_What to work on_
- 1) In the proposal evaluation criteria, rewrite the stretch from "Selection of Criteria" through "producing generalizable insight?", replacing "Schmidt Sciences staff" with "program staff".
- 2) According to the proposal evaluation criteria, who will evaluate the proposals?
- 3) Continue the proposal evaluation criteria from the point where the text stops.

[START OF Page excerpt]

Selection of Criteria
Proposals will be evaluated by Schmidt Sciences staff and external reviewers holistically. Key considerations include:
- Research Agenda Fit. Does the proposal clearly engage with the intention behind the scientific questions and objectives in the research agenda?
- Scientific Quality and Rigor. Is the proposed work technically sound, well-motivated, and capable of producing generalizable insight?
- Potential Impact. If successful, would it materially advance the science of trustworthy AI and is there a plausible argument for why this will meaningfully reduce risks from frontier AI systems (ideally through ambitious, field-shaping contributions)?
- Feasibility and Scope. Is the project appropriately scoped for the requested budget and duration?
- Team Expertise. Is the team well-suited to execute the proposed work, with relevant technical expertise, sufficient capacity, and a level of time commitment commensurate with the ambition of the project?

[END OF Page excerpt]
[START OF Given information]

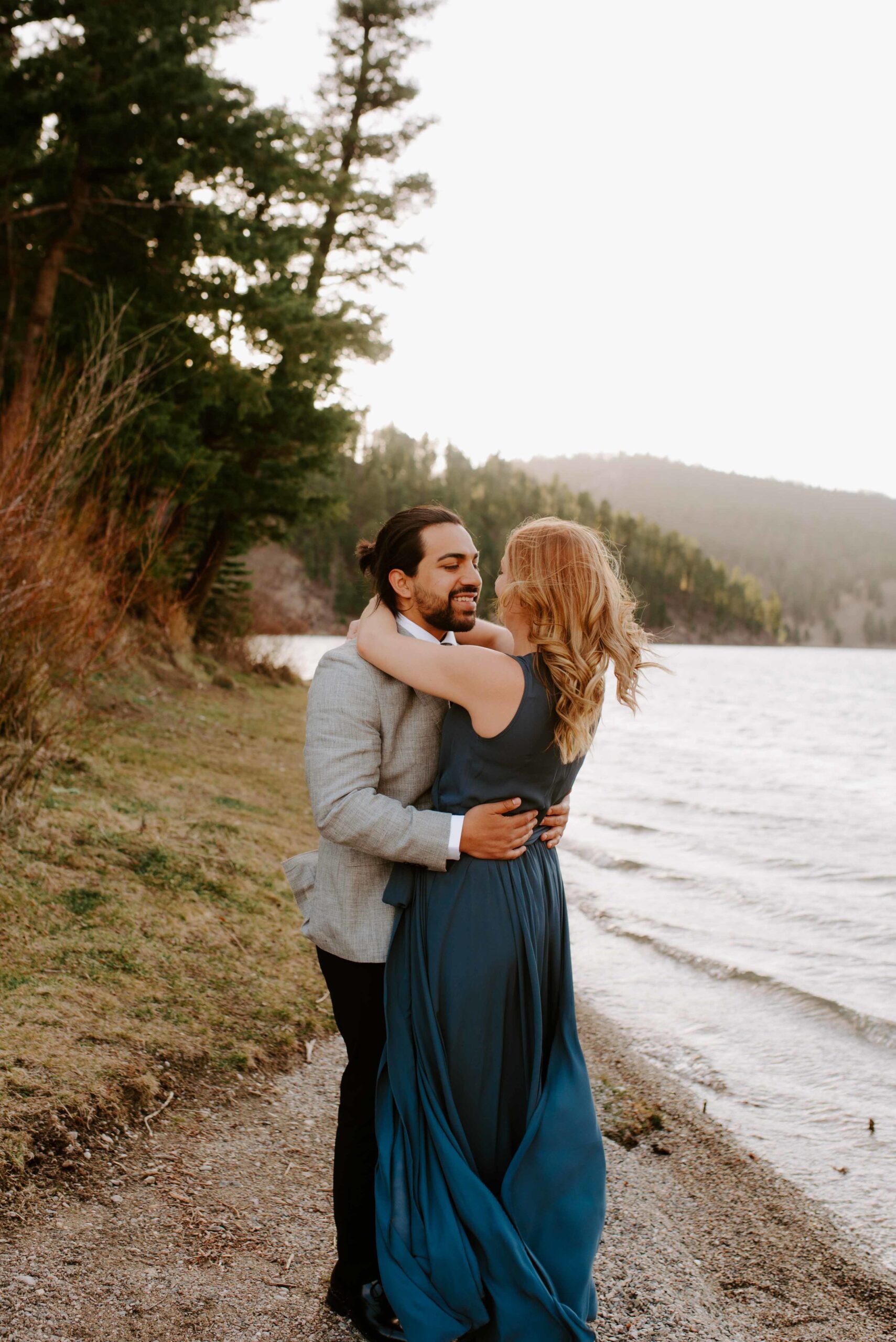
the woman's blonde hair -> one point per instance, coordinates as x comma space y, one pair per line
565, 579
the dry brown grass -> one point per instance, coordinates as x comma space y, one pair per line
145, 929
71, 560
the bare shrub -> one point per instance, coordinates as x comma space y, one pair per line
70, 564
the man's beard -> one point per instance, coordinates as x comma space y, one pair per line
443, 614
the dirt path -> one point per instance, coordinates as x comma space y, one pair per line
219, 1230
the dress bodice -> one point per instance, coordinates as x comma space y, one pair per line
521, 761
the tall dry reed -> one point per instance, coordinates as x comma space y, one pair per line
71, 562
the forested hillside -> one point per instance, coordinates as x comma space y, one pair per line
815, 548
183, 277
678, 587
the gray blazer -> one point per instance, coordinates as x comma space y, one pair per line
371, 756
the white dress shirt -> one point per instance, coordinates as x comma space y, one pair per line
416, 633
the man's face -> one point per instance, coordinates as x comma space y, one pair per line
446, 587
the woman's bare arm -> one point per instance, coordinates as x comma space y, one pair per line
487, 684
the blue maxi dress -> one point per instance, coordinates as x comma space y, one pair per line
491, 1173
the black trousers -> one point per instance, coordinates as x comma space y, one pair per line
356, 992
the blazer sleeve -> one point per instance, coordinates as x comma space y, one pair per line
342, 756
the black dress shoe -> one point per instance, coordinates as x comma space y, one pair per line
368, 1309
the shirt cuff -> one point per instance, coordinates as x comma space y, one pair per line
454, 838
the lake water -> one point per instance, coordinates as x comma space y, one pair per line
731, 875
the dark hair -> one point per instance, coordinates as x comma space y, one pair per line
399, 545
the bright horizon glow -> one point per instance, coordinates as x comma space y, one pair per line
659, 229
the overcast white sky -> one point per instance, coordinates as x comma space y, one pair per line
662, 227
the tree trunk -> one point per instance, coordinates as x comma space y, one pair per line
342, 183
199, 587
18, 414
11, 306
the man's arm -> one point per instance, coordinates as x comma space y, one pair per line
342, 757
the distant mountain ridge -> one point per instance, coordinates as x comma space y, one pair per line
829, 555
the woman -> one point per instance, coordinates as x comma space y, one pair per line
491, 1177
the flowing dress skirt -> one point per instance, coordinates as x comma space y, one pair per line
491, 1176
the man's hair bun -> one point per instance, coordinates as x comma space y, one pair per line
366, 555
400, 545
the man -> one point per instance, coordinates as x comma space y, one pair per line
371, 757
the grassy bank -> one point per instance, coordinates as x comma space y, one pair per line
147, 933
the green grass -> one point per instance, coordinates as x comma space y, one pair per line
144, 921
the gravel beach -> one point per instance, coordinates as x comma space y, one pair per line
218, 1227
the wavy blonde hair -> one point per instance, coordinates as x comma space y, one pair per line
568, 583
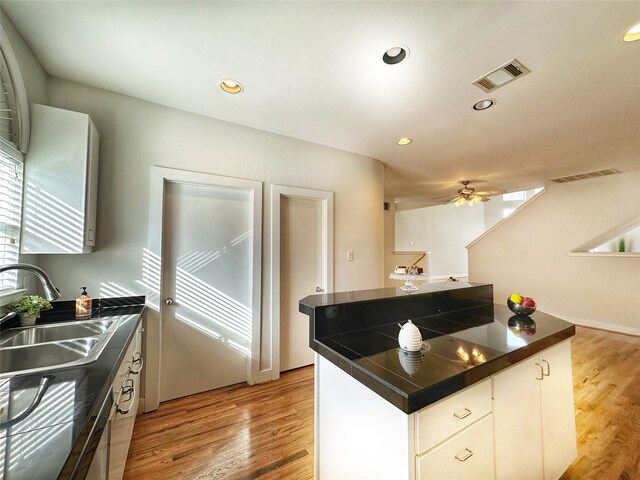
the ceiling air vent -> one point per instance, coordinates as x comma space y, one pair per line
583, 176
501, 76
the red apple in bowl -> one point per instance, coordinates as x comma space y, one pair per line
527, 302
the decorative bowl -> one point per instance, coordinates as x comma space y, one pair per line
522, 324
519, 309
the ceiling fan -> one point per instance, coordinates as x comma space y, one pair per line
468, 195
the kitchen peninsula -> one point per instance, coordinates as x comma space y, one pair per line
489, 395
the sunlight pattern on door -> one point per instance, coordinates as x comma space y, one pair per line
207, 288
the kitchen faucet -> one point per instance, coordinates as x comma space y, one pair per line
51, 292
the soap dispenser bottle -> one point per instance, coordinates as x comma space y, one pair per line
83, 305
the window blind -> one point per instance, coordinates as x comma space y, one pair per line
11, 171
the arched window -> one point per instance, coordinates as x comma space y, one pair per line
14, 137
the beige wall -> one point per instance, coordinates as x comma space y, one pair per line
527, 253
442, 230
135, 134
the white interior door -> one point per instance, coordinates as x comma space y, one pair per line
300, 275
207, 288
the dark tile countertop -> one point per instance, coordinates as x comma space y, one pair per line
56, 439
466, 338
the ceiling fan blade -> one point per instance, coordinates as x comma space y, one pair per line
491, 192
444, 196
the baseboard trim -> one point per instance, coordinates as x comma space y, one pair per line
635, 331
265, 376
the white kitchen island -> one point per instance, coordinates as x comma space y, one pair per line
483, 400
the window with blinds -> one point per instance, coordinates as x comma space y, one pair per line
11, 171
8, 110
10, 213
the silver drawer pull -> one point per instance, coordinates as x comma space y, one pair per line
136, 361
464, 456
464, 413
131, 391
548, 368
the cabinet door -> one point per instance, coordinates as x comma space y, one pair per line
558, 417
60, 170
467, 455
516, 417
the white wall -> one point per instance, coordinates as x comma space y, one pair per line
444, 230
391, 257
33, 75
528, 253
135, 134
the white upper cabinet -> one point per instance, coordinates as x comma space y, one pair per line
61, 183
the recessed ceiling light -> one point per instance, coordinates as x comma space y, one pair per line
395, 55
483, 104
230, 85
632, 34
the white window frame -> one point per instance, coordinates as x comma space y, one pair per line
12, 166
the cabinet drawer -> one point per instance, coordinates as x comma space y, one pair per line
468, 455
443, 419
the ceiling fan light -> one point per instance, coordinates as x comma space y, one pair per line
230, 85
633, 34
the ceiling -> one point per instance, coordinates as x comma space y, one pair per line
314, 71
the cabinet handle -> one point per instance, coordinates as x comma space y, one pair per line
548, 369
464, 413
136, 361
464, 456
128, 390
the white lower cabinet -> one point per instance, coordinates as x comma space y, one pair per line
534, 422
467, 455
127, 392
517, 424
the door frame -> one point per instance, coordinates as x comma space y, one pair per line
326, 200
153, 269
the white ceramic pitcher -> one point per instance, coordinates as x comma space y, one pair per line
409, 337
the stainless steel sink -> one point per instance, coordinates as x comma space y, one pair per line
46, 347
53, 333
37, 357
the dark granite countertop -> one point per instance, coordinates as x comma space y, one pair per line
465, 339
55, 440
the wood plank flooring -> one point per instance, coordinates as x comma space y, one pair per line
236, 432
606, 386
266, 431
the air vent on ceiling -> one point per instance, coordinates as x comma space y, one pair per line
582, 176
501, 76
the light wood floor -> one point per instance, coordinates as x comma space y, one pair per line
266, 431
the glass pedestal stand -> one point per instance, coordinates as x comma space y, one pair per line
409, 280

[END OF Given information]

_Responses for each task_
- 1)
Selection of Criteria
Proposals will be evaluated by program staff and external reviewers holistically. Key considerations include:
- Research Agenda Fit. Does the proposal clearly engage with the intention behind the scientific questions and objectives in the research agenda?
- Scientific Quality and Rigor. Is the proposed work technically sound, well-motivated, and capable of producing generalizable insight?

- 2) Schmidt Sciences staff and external reviewers.

- 3)
- Cost Effectiveness. Is the proposed budget reasonable and well-justified given the project’s goals and planned activities?
Tiers 1 and 2 have the same selection criteria, with a higher bar for tier 2 projects.
For Tier 2, priority will be given to projects which are demonstrably a primary focus for the lead investigator(s).
Common reasons proposals are non-competitive
- Proposals lack a core focus
- Proposals suggest tools/benchmarks/evaluations without a credible validity argument (e.g., construct validity, predictive validity, robustness under optimization pressure)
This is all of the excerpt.